TASK LIST:
**a)** In two sentences, what does the Northrop Grumman cash flow passage below say?
**b)** Do these statements agree with the Northrop Grumman cash flow passage below? Answer yes or no for each, quoting the deciding words. (i) About 60% of the B-21 charge is expected to affect cash flows through 2026. (ii) Capital spending is expected to rise in the coming years. (iii) The stated ranges leave out the cash impacts of the B-21 charge.

TEXT:
We continue to expect our free cash flow to grow at a double-digit rate for several more years with additional growth in the second half of the decade. This expansion will be driven by sustained growth in our business, generating strong operating margin volume and converting those profits into cash.
Meanwhile, lower cash taxes, higher CAS recoveries and lower levels of capital spending in the coming years provide additional structural levers to expand our cash flows at a rapid rate. Importantly, these ranges also include the latest estimated cash impacts associated with the B-21 charge.
We expect roughly 60% of the charge to affect cash flows through 2026 with the remainder in the following years. Longer-term, we are confident we'll be able to continue to absorb the cash headwinds from B-21 while delivering excellent free cash flows in 2027 and beyond.
In closing, I want to thank the entire Northrop Grumman team for their contributions to another great year. The strength of our portfolio and visibility of franchise programs provides us the opportunity to deliver and deploy robust cash flows as we execute on our strategy. And with that, let's open up the call to Q&A..

RECORD LIST:
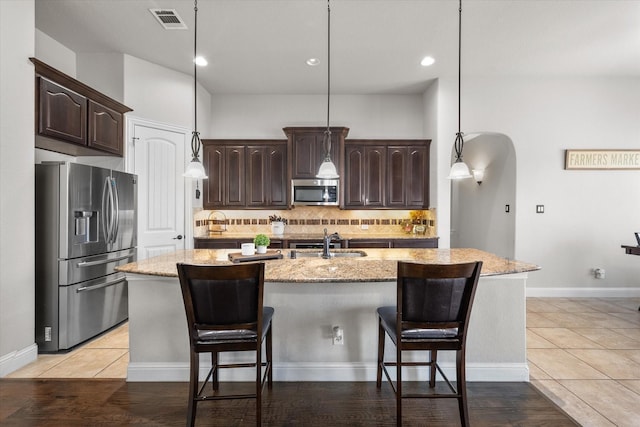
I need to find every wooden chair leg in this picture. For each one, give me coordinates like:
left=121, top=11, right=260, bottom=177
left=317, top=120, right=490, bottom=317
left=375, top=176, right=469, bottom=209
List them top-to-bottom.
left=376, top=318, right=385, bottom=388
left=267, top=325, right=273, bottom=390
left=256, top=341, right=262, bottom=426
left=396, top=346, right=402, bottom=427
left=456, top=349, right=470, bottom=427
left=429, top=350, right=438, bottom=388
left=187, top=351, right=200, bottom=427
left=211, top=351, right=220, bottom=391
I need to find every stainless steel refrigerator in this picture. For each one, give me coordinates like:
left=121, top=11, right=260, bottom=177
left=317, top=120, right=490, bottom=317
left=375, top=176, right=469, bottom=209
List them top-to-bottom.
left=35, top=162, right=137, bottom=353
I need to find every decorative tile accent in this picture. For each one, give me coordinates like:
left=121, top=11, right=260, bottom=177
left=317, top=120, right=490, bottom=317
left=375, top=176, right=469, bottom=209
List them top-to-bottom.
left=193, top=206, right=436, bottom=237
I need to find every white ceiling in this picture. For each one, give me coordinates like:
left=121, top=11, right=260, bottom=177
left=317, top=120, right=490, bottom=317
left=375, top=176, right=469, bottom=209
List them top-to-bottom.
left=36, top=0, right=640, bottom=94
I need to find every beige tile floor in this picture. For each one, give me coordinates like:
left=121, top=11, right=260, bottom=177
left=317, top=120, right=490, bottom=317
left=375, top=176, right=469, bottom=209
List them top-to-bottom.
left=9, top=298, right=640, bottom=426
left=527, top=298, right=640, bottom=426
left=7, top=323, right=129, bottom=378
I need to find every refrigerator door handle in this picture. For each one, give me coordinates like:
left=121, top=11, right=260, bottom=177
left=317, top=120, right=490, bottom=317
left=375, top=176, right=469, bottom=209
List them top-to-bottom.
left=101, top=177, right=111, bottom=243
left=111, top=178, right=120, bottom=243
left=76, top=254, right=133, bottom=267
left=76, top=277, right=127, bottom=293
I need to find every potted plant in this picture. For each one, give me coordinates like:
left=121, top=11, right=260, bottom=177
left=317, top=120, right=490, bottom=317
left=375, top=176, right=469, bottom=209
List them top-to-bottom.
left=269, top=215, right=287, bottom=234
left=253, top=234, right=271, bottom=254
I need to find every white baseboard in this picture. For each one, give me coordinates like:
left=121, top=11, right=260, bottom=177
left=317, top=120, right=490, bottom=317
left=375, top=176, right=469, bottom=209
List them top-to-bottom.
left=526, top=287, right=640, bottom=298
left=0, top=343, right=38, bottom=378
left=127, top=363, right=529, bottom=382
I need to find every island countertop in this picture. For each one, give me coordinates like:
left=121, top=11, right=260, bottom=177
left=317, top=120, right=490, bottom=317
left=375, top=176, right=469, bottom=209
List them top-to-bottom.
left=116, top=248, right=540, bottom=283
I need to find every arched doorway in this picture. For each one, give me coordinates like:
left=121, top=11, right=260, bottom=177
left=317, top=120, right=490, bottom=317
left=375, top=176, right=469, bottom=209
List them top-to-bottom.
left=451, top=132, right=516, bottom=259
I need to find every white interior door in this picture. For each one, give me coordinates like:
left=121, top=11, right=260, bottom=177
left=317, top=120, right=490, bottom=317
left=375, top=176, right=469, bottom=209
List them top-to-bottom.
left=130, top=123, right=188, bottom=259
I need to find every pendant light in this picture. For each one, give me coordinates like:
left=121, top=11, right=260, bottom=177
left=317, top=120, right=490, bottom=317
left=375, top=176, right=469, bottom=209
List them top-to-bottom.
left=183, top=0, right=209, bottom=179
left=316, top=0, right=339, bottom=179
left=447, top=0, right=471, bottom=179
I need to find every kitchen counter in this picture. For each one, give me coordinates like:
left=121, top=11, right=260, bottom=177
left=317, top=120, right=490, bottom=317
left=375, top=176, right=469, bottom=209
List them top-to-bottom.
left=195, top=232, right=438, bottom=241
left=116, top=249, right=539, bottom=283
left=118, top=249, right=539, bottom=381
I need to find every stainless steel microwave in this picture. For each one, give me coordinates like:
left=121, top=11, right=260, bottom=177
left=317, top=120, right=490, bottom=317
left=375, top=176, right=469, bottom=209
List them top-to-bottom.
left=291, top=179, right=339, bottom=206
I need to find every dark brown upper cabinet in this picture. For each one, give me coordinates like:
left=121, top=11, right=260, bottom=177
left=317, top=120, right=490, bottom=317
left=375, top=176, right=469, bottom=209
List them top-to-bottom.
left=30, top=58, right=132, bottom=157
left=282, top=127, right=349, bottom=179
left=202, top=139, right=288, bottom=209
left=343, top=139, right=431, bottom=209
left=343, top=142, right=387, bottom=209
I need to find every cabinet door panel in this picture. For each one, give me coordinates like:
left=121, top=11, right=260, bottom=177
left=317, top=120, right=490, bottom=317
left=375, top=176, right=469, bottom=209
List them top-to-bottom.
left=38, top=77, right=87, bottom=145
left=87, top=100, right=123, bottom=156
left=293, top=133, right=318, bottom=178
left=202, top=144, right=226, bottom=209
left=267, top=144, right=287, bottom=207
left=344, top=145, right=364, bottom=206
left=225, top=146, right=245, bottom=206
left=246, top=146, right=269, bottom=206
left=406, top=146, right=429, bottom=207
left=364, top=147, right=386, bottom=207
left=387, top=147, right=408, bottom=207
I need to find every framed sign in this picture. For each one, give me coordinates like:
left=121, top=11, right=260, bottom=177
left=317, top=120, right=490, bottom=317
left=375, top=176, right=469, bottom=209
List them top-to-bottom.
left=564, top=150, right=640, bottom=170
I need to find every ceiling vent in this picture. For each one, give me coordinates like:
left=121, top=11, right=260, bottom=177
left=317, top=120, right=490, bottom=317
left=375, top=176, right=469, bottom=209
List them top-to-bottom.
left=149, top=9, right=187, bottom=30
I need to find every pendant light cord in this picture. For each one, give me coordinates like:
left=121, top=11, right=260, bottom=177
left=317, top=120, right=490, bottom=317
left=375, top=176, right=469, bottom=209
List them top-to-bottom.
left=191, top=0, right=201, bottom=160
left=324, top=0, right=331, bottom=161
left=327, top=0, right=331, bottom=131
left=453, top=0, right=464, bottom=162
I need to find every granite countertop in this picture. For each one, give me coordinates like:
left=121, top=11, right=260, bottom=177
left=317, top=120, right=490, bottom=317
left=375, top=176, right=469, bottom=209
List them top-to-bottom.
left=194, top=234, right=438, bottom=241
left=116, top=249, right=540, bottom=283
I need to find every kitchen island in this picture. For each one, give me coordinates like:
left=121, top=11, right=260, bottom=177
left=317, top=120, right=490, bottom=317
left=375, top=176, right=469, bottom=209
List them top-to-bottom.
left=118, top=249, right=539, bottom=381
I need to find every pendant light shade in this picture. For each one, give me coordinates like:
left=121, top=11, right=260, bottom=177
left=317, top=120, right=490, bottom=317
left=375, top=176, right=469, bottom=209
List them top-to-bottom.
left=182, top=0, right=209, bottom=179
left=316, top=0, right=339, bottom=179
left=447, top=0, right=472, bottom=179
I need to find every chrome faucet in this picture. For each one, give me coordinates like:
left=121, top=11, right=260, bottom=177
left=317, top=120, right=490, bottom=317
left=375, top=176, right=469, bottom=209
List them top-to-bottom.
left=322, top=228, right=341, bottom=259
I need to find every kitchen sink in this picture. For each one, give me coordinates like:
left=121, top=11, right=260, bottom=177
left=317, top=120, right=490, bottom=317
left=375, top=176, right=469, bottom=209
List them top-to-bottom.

SOLUTIONS IN ORDER:
**a)** Northrop Grumman expects free cash flow to grow at a double-digit rate for several more years. Business growth, lower cash taxes, higher CAS recoveries and lower capital spending will drive that growth, and the company is confident it can absorb the B-21 charge, about 60% of which should affect cash flows through 2026.

**b)**
(i) Yes: "We expect roughly 60% of the charge to affect cash flows through 2026"
(ii) No: "lower levels of capital spending in the coming years"
(iii) No: "these ranges also include the latest estimated cash impacts associated with the B-21 charge"